#### [What needs to be done]
Return all of the lines below exactly as they are.

________________

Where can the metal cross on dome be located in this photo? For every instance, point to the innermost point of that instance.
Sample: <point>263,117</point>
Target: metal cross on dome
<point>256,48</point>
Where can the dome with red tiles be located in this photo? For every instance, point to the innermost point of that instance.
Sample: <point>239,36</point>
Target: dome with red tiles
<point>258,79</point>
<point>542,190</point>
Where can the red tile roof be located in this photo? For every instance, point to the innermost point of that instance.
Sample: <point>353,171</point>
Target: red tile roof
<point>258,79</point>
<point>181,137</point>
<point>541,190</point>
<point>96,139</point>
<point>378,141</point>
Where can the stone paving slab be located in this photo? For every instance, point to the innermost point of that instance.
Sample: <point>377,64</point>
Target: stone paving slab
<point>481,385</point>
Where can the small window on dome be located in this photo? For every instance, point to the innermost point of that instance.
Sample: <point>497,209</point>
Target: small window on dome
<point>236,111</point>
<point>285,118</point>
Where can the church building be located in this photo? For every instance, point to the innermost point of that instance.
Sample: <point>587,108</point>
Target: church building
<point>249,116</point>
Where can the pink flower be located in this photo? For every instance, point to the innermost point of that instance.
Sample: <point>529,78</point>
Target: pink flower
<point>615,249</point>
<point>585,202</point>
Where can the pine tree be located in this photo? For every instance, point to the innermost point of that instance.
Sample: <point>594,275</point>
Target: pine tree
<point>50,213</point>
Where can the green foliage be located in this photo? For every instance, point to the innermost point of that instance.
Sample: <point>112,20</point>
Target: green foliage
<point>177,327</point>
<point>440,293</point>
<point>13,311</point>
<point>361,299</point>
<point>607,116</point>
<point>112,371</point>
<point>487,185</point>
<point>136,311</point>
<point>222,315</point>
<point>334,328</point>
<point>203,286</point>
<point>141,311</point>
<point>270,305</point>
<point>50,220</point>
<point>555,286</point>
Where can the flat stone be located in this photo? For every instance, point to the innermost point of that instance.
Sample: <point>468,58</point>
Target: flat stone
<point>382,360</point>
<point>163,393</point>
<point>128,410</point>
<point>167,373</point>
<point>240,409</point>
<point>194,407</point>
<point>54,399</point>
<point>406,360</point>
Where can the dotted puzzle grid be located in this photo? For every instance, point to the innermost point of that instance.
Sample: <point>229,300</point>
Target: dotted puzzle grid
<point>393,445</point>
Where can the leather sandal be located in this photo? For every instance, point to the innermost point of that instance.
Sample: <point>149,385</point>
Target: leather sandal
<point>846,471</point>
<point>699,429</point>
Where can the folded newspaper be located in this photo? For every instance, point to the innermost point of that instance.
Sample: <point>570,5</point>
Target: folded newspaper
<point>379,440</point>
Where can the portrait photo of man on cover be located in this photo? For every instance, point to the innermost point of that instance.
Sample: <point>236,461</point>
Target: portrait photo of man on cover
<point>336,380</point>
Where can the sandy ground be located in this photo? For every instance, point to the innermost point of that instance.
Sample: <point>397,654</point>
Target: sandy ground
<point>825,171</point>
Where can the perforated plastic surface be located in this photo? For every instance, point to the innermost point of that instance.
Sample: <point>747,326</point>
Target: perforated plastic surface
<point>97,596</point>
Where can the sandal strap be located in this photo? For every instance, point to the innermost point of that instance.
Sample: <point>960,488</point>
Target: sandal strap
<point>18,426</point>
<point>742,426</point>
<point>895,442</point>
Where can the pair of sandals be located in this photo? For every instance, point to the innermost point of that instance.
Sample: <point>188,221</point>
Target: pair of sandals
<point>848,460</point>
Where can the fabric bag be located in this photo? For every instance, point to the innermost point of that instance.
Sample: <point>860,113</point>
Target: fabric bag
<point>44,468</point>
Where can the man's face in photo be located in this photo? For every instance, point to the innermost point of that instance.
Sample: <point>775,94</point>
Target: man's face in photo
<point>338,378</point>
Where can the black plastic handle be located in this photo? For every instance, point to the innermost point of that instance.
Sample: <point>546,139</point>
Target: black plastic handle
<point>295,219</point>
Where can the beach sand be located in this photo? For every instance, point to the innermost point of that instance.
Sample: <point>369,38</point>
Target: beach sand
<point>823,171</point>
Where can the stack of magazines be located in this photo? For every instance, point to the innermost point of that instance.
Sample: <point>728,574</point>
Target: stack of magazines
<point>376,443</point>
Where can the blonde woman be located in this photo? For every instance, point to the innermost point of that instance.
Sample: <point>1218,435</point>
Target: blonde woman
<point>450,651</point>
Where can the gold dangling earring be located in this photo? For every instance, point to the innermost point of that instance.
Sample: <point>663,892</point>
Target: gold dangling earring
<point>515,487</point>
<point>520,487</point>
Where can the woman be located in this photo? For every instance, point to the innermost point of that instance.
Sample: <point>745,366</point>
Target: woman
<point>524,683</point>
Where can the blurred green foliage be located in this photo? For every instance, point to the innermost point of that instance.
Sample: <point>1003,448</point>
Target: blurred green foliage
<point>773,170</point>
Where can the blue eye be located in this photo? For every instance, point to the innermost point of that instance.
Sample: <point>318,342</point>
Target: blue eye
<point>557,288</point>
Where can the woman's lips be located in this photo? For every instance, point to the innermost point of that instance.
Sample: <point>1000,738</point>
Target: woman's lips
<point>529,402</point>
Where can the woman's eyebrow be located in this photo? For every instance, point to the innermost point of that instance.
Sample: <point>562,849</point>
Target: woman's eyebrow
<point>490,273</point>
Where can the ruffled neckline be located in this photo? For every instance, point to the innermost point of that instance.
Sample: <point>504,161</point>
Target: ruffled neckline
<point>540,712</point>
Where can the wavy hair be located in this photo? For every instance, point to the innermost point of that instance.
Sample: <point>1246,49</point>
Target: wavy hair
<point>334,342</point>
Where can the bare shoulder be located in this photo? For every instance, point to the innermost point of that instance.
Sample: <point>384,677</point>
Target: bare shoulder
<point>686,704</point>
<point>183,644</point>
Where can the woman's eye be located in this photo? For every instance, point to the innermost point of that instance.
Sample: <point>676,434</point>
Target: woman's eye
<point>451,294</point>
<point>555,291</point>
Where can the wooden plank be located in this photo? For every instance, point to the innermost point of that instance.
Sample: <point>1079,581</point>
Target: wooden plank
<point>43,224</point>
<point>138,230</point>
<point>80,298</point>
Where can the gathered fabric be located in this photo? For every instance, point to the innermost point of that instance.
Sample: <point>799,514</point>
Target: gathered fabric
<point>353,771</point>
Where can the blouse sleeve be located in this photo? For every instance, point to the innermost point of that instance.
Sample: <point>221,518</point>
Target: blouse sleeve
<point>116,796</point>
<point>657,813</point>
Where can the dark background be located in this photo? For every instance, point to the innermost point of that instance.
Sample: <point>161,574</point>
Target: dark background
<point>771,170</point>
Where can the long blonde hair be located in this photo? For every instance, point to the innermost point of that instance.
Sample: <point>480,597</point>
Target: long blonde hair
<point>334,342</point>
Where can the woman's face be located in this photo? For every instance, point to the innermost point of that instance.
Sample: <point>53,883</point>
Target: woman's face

________________

#### [Result below]
Where can the metal cross on dome be located in this photo? For every instance, point to the innermost point of that instance.
Sample: <point>263,117</point>
Target: metal cross on dome
<point>256,48</point>
Where can the dome with red tiles be located in this photo? For every instance, point to the innermost point of that instance.
Sample: <point>239,36</point>
Target: dome with red tiles
<point>258,79</point>
<point>542,190</point>
Where can the red tile roof be located in this photo? For every instance, point to the innermost point of that instance.
Sample: <point>353,171</point>
Target: red tile roof
<point>258,79</point>
<point>181,137</point>
<point>541,190</point>
<point>96,139</point>
<point>378,141</point>
Where can the stone paving slab be located in this photo? For every instance, point to the innermost point of that instance.
Sample: <point>377,64</point>
Target: stone paving slab
<point>481,385</point>
Where can the small window on dome be located in this photo? For every instance, point to the innermost point of that instance.
Sample: <point>497,209</point>
Target: small window on dome
<point>236,111</point>
<point>285,118</point>
Where can the church building be located in this photo? For every instance, point to the innermost point of that instance.
Sample: <point>587,108</point>
Target: church building
<point>249,116</point>
Where can the pink flower be located in this photo? For every instance, point to the innermost point of that instance.
Sample: <point>529,78</point>
Target: pink flower
<point>615,249</point>
<point>585,202</point>
Where can the pine tree be located in this photo? For every instance, point to the innermost point of that instance.
Sample: <point>594,275</point>
Target: pine tree
<point>50,213</point>
Where can the green foliage be located in this photo? For every instance, point to the innermost point of that instance.
Sample: <point>112,20</point>
Target: green foliage
<point>177,327</point>
<point>440,293</point>
<point>13,311</point>
<point>361,299</point>
<point>607,116</point>
<point>112,371</point>
<point>487,185</point>
<point>136,311</point>
<point>222,315</point>
<point>334,328</point>
<point>203,286</point>
<point>141,311</point>
<point>270,305</point>
<point>50,220</point>
<point>555,286</point>
Where can the flat stone be located in this photo? For every instance, point to the innermost point of that instance.
Sample: <point>468,58</point>
Target: flat stone
<point>382,360</point>
<point>163,393</point>
<point>128,410</point>
<point>167,373</point>
<point>240,409</point>
<point>194,407</point>
<point>54,399</point>
<point>406,360</point>
Where can the dotted puzzle grid be located in this photo? For every instance, point to the innermost point of that instance.
Sample: <point>229,300</point>
Target: dotted puzzle grid
<point>393,445</point>
Where can the leather sandal be located in this photo? For every instance, point to the innermost point of that instance.
Sample: <point>149,385</point>
Target: leather sandal
<point>846,471</point>
<point>699,429</point>
Where can the folded newspaper be located in this photo? For every instance, point to the innermost point of that instance.
Sample: <point>570,5</point>
Target: folded newspaper
<point>379,440</point>
Where can the portrait photo of man on cover be located in this photo? For every instance, point to the innermost point of that instance.
Sample: <point>236,461</point>
Target: portrait photo of man on cover
<point>336,380</point>
Where can the sandy ground be located in this photo? For every instance, point to the innermost point of that instance.
Sample: <point>397,654</point>
Target: sandy ground
<point>825,171</point>
Where can the perforated plastic surface be located in this photo? For every instance, point to the innermost point of that instance.
Sample: <point>747,326</point>
Target: perforated plastic surface
<point>97,596</point>
Where can the sandal strap be located in this photo? For every instance, point to the innermost point of that instance.
Sample: <point>960,488</point>
Target: sandal strap
<point>18,426</point>
<point>742,426</point>
<point>895,442</point>
Where can the pair of sandals be located in this photo? For every instance, point to the innermost point of that instance.
Sample: <point>188,221</point>
Target: pair of sandals
<point>848,460</point>
Where can the fabric bag be located in this photo? For every instance, point to the innermost point of that instance.
Sample: <point>860,113</point>
Target: fabric bag
<point>44,468</point>
Where can the man's face in photo be located in this photo? For every instance, point to the innermost point of that instance.
Sample: <point>775,94</point>
Target: man's face in photo
<point>338,378</point>
Where can the black plastic handle be located in this photo? For every instance, point to the innermost point of that instance.
Sample: <point>546,139</point>
Target: black plastic handle
<point>295,219</point>
Where can the beach sand be located in this photo? For every instance, point to the innermost point of that instance.
Sample: <point>369,38</point>
Target: beach sand
<point>823,171</point>
Where can the stack of magazines be located in this photo? For every instance, point to the innermost point of that instance.
Sample: <point>728,574</point>
Target: stack of magazines
<point>376,443</point>
Where can the blonde woman be located in this photo? For every instance, point to the innermost point of that instance.
Sample: <point>1218,435</point>
Target: blonde woman
<point>450,651</point>
Where can the gold dangling earring be located in this photo? For every instance, point to the innermost point of that instance.
Sample: <point>663,892</point>
Target: gold dangling earring
<point>515,487</point>
<point>520,487</point>
Where can the woman be located in this photo? For every instance, point to the innermost point of that instance.
Sample: <point>745,366</point>
Target: woman
<point>524,683</point>
Where can the blurred green foliage be located in this photo? For every instance, point to the innermost point of that instance.
Sample: <point>1003,448</point>
Target: blurred green foliage
<point>773,170</point>
Where can the blue eye be located in this photo? For every instance, point to the innermost point of that instance.
Sample: <point>318,342</point>
Target: blue eye
<point>557,288</point>
Where can the woman's lips be located in this photo? For every instance, point to the innermost point of that instance.
Sample: <point>1000,738</point>
Target: woman's lips
<point>529,402</point>
Where can the woman's eyebrow be located in this photo? For every instance, point to the innermost point of that instance.
Sample: <point>562,849</point>
Target: woman's eyebrow
<point>490,273</point>
Where can the ruffled neckline be located in this photo? For every instance, point to the innermost point of that instance.
Sample: <point>504,161</point>
Target: ruffled neckline
<point>540,712</point>
Where can the wavy hair be located in this photo? For every instance, point to the innermost point of that instance.
Sample: <point>1246,49</point>
Target: wavy hair
<point>334,342</point>
Where can the bare shoulder be located in this photo? For every instance, point to the innermost point of that instance.
Sample: <point>384,677</point>
Target: bare shoulder
<point>686,704</point>
<point>183,644</point>
Where can the woman's eye be located in this photo? For every instance, point to the innermost point of that instance.
Sample: <point>676,434</point>
Target: woman's eye
<point>451,294</point>
<point>555,291</point>
Where can the wooden plank be located in this photo? For every instance, point to the innermost point of that instance.
Sample: <point>1079,581</point>
Target: wooden plank
<point>43,224</point>
<point>138,230</point>
<point>80,298</point>
Where can the gathered fabric be located in this photo? For every instance, point to the innermost point of that instance.
Sample: <point>799,514</point>
Target: gathered fabric
<point>353,771</point>
Where can the blouse sleeve be located in this photo? For every instance, point to the innermost point of that instance.
Sample: <point>221,518</point>
Target: blouse sleeve
<point>116,796</point>
<point>657,813</point>
Where can the dark background be located in this photo? For every instance, point to the innermost point of that instance.
Sample: <point>161,574</point>
Target: dark background
<point>771,170</point>
Where can the long blonde hair be located in this photo? For every instance, point to the innermost point of that instance.
Sample: <point>480,597</point>
Target: long blonde hair
<point>334,342</point>
Where can the woman's face be located in this photo? For every instance, point to the innermost point of that instance.
Sample: <point>53,883</point>
Target: woman's face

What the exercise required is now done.